- EXCERPTED TEXT -
Binary Choice Drill
IS / IS NOT fill-in-blank questions | Binary choice questions for precise reasoning
Instructions
Time: 60-90 minutes suggested
Format: Each question is a statement with a blank: IS / IS NOT, DOES / DOES NOT, CAN / CANNOT, or similar binary choices. Select the word that makes the statement true.
This matches the binary choice practice format. The practice drill uses this fill-in-blank style, not traditional multiple choice. Practice making precise binary judgments.
Scenario clusters: Groups of 5-10 questions share the same context. Read the setup carefully — one misunderstanding cascades through multiple questions.
Click the collapsed callout to reveal each answer after you’ve committed to your choice.
Cluster 1: SVM Classification (8 questions)
Setup: A company builds two SVM classifiers on the same labeled dataset with two features (\(x_1\) and \(x_2\)).
- Model A uses a linear kernel and produces a vertical decision boundary at \(x_1 = 5.0\).
- Model B uses an RBF kernel with 23 parameters and produces a curved, complex decision boundary.
Model A correctly classifies 85% of training points. Model B correctly classifies 98% of training points.
Q1
Model A’s classification of a data point _____ (DOES / DOES NOT) depend on the value of \(x_2\).
DOES NOT. A vertical boundary at \(x_1 = 5.0\) depends ONLY on \(x_1\). Regardless of a point’s \(x_2\) value, it is classified entirely by whether \(x_1\) is above or below 5.0.
Q2
Model A _____ (IS / IS NOT) likely to be more overfit than Model B.
IS NOT. Model A is the SIMPLER model (linear kernel, vertical line = 1 parameter). Model B is COMPLEX (RBF kernel, 23 parameters). Complex models are MORE likely to overfit. Simple model = underfit risk. Complex model = overfit risk.

- WHAT TO DO -
Set down the part of the binary choice drill that starts at the words "Click the collapsed" and stops after "at \(x_1 = 5.0\).", copying it word for word. The items that come next aren't needed for anything here.

- PROVIDED INFORMATION -

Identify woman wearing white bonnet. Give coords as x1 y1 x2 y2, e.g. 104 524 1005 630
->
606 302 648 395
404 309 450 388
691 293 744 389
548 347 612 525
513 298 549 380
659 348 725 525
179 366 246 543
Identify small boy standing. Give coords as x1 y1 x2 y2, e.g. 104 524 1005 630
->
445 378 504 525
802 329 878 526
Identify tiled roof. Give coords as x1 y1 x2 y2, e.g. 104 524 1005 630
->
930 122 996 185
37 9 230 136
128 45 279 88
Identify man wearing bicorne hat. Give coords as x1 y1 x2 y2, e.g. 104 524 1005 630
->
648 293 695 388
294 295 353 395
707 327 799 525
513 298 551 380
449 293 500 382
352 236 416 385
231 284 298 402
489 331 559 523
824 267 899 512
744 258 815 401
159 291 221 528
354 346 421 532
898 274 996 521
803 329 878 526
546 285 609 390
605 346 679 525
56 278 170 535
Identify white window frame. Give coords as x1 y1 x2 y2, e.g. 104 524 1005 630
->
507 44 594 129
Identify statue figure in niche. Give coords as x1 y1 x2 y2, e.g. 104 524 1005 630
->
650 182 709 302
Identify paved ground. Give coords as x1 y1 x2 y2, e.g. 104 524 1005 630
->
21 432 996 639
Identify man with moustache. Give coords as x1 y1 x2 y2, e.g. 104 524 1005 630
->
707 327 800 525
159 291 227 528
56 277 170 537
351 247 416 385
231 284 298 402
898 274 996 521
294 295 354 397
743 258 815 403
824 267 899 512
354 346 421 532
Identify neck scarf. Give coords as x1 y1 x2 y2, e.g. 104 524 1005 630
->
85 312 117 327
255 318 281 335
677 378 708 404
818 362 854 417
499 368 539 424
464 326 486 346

--

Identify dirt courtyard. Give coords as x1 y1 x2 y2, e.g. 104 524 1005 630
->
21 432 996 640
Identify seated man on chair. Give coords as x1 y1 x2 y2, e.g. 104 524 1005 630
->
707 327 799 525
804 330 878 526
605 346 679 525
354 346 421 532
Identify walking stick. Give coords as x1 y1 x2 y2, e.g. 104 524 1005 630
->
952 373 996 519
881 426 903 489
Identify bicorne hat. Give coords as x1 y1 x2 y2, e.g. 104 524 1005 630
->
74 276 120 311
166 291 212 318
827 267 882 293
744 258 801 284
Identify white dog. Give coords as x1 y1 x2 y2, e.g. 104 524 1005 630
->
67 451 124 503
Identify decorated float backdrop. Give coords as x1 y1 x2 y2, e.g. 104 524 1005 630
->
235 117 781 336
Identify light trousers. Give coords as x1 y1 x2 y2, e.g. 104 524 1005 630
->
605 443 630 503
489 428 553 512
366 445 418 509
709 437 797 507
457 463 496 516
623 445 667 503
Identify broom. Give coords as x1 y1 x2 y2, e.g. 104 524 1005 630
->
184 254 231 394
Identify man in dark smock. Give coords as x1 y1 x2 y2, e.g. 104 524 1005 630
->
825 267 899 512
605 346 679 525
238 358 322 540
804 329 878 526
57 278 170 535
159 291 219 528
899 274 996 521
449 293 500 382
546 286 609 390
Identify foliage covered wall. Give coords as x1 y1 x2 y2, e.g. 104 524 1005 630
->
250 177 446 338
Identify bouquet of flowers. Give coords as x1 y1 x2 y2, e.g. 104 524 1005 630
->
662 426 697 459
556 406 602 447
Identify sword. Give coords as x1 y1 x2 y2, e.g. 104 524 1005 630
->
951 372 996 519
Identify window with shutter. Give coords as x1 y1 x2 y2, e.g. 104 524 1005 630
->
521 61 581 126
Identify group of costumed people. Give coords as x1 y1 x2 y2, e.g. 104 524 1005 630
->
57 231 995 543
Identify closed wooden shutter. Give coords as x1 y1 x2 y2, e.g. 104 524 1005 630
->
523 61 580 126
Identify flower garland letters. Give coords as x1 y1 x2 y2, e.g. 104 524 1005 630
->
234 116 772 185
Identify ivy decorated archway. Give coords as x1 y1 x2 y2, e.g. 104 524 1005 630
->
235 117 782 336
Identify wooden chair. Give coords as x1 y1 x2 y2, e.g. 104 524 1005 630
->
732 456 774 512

- SOLUTION TO THE EXERCISE -
Click the collapsed callout to reveal each answer after you’ve committed to your choice.
Cluster 1: SVM Classification (8 questions)
Setup: A company builds two SVM classifiers on the same labeled dataset with two features (\(x_1\) and \(x_2\)).
- Model A uses a linear kernel and produces a vertical decision boundary at \(x_1 = 5.0\).